*Directions*:
Convert all of the items below into a Markdown table with the columns Row and Line. Put a running number in Row and each non-blank line in Line.

--- start of Data for this exercise ---

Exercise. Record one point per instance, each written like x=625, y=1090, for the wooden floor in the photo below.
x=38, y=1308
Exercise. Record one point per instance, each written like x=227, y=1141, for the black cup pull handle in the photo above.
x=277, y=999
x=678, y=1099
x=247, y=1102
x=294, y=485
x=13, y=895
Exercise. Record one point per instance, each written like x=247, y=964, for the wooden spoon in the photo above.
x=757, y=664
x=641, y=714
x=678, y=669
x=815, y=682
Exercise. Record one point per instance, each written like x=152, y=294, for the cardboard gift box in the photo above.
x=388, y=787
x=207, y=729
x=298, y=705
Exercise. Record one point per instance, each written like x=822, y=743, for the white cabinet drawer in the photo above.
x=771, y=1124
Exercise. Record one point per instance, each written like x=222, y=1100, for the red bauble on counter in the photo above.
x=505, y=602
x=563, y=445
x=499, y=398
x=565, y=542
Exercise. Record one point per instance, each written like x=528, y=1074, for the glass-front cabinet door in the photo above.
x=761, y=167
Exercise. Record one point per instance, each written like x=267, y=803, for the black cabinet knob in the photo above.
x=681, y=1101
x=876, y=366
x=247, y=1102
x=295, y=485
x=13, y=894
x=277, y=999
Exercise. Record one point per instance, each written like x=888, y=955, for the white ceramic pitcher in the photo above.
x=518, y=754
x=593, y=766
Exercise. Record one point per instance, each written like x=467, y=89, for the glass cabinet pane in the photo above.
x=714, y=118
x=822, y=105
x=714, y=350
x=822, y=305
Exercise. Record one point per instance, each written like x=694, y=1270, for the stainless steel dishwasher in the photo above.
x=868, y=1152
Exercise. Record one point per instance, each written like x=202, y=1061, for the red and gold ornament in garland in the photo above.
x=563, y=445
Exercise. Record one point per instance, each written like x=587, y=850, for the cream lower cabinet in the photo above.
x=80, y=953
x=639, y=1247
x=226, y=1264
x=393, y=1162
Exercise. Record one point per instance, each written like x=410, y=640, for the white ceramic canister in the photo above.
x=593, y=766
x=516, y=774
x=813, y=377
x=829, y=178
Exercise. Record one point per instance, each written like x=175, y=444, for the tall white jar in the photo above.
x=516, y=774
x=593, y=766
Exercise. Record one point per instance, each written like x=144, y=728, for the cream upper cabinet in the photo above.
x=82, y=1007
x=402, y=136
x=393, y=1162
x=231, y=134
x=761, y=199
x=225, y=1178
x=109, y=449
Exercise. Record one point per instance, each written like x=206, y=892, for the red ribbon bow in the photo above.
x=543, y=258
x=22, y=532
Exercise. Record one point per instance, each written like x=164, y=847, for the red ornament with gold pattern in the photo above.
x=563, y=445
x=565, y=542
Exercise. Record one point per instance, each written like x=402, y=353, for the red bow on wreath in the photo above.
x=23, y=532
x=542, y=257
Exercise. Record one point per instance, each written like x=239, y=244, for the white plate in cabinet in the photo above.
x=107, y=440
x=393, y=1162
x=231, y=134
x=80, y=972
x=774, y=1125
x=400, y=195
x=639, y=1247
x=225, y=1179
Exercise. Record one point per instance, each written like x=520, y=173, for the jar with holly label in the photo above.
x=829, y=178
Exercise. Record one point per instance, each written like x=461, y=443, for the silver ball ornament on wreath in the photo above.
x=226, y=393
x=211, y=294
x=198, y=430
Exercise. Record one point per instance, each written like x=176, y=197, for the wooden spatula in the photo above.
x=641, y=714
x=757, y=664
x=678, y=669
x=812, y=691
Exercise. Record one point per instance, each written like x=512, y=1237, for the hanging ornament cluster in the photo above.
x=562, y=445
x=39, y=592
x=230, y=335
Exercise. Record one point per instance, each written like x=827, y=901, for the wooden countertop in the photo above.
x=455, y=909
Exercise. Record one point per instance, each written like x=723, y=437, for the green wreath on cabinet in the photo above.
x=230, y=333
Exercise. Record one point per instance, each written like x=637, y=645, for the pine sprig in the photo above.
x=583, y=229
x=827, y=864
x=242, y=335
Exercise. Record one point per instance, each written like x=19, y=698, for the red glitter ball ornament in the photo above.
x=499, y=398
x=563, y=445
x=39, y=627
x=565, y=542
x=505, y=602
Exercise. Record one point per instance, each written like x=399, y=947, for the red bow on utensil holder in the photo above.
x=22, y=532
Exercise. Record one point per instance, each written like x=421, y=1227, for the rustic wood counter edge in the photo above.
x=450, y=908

--- end of Data for this exercise ---

*Final answer*:
| Row | Line |
|---|---|
| 1 | Exercise. Record one point per instance, each written like x=625, y=1090, for the wooden floor in the photo below. |
| 2 | x=38, y=1308 |
| 3 | Exercise. Record one point per instance, each written like x=227, y=1141, for the black cup pull handle in the photo above. |
| 4 | x=277, y=999 |
| 5 | x=678, y=1099 |
| 6 | x=247, y=1102 |
| 7 | x=294, y=485 |
| 8 | x=13, y=895 |
| 9 | Exercise. Record one point per instance, each written like x=247, y=964, for the wooden spoon in the photo above. |
| 10 | x=757, y=664 |
| 11 | x=641, y=714 |
| 12 | x=678, y=669 |
| 13 | x=815, y=682 |
| 14 | Exercise. Record one point per instance, each written like x=152, y=294, for the cardboard gift box in the photo above. |
| 15 | x=388, y=787 |
| 16 | x=207, y=729 |
| 17 | x=298, y=705 |
| 18 | Exercise. Record one point per instance, each written like x=822, y=743, for the white cabinet drawer in the photo above. |
| 19 | x=771, y=1124 |
| 20 | Exercise. Record one point per instance, each written like x=222, y=1100, for the red bauble on counter in the photo above. |
| 21 | x=505, y=602 |
| 22 | x=563, y=445 |
| 23 | x=499, y=398 |
| 24 | x=565, y=542 |
| 25 | Exercise. Record one point per instance, each written like x=528, y=1074, for the glass-front cabinet door in the photo above. |
| 26 | x=761, y=167 |
| 27 | Exercise. Record one point per instance, each written like x=267, y=803, for the black cabinet knob in the photo above. |
| 28 | x=681, y=1101 |
| 29 | x=876, y=366 |
| 30 | x=247, y=1102 |
| 31 | x=295, y=485 |
| 32 | x=13, y=894 |
| 33 | x=277, y=999 |
| 34 | Exercise. Record one point per instance, each written like x=888, y=955, for the white ceramic pitcher in the photo above. |
| 35 | x=518, y=754 |
| 36 | x=593, y=766 |
| 37 | Exercise. Record one point per instance, each written like x=467, y=89, for the glass cabinet pane in the photo above. |
| 38 | x=714, y=118 |
| 39 | x=822, y=105 |
| 40 | x=714, y=350 |
| 41 | x=822, y=305 |
| 42 | Exercise. Record one point per instance, each written like x=694, y=1270, for the stainless steel dishwasher in the photo above. |
| 43 | x=868, y=1152 |
| 44 | Exercise. Record one point per instance, each written like x=202, y=1061, for the red and gold ornament in garland in the photo above. |
| 45 | x=563, y=445 |
| 46 | Exercise. Record one point per instance, each written like x=587, y=850, for the cream lower cabinet in the photo above. |
| 47 | x=80, y=953 |
| 48 | x=639, y=1247 |
| 49 | x=226, y=1264 |
| 50 | x=393, y=1162 |
| 51 | Exercise. Record one point per instance, each written like x=410, y=640, for the white ceramic canister in the photo above. |
| 52 | x=593, y=766 |
| 53 | x=516, y=774 |
| 54 | x=813, y=377 |
| 55 | x=829, y=178 |
| 56 | Exercise. Record one point per instance, each written like x=175, y=444, for the tall white jar in the photo above. |
| 57 | x=516, y=774 |
| 58 | x=593, y=766 |
| 59 | Exercise. Record one point per instance, each written like x=144, y=728, for the cream upper cabinet in the photo above. |
| 60 | x=82, y=1007 |
| 61 | x=402, y=136 |
| 62 | x=393, y=1162 |
| 63 | x=231, y=134 |
| 64 | x=761, y=199 |
| 65 | x=225, y=1178 |
| 66 | x=109, y=449 |
| 67 | Exercise. Record one point per instance, each written like x=206, y=892, for the red ribbon bow in the photo above. |
| 68 | x=543, y=258 |
| 69 | x=22, y=532 |
| 70 | Exercise. Record one point per instance, each written like x=164, y=847, for the red ornament with gold pattern in the photo above. |
| 71 | x=563, y=445 |
| 72 | x=565, y=542 |
| 73 | Exercise. Record one point per instance, each written like x=402, y=353, for the red bow on wreath in the photo above. |
| 74 | x=23, y=532 |
| 75 | x=542, y=257 |
| 76 | Exercise. Record one point per instance, each written like x=239, y=244, for the white plate in cabinet in the photo above. |
| 77 | x=107, y=440 |
| 78 | x=393, y=1162 |
| 79 | x=231, y=134 |
| 80 | x=80, y=972 |
| 81 | x=774, y=1125 |
| 82 | x=400, y=195 |
| 83 | x=639, y=1247 |
| 84 | x=225, y=1179 |
| 85 | Exercise. Record one point per instance, each written like x=520, y=173, for the jar with holly label in the photo above. |
| 86 | x=829, y=178 |
| 87 | Exercise. Record one point per instance, each written like x=461, y=443, for the silver ball ornament on wreath in the photo above. |
| 88 | x=226, y=393 |
| 89 | x=211, y=294 |
| 90 | x=198, y=430 |
| 91 | Exercise. Record one point per instance, each written like x=176, y=197, for the wooden spatula in the photo above. |
| 92 | x=641, y=714 |
| 93 | x=757, y=664 |
| 94 | x=678, y=669 |
| 95 | x=812, y=691 |
| 96 | Exercise. Record one point per instance, each written like x=512, y=1237, for the hanging ornament cluster in the photo above. |
| 97 | x=562, y=445 |
| 98 | x=39, y=592 |
| 99 | x=230, y=335 |
| 100 | Exercise. Record one point per instance, each written like x=827, y=901, for the wooden countertop in the photo above. |
| 101 | x=455, y=909 |
| 102 | Exercise. Record one point per instance, each written like x=723, y=437, for the green wreath on cabinet in the photo above. |
| 103 | x=230, y=333 |
| 104 | Exercise. Record one point per instance, each written like x=637, y=645, for the pine sprig in the photo above. |
| 105 | x=583, y=229 |
| 106 | x=827, y=864 |
| 107 | x=242, y=335 |
| 108 | Exercise. Record one point per instance, each written like x=19, y=698, for the red glitter ball ornament in the photo above. |
| 109 | x=499, y=398 |
| 110 | x=563, y=445 |
| 111 | x=39, y=627 |
| 112 | x=565, y=542 |
| 113 | x=505, y=602 |
| 114 | Exercise. Record one point per instance, each written like x=399, y=947, for the red bow on utensil holder in the photo above. |
| 115 | x=22, y=532 |
| 116 | Exercise. Record one point per instance, each written like x=421, y=1227, for the rustic wood counter edge in the photo above. |
| 117 | x=450, y=908 |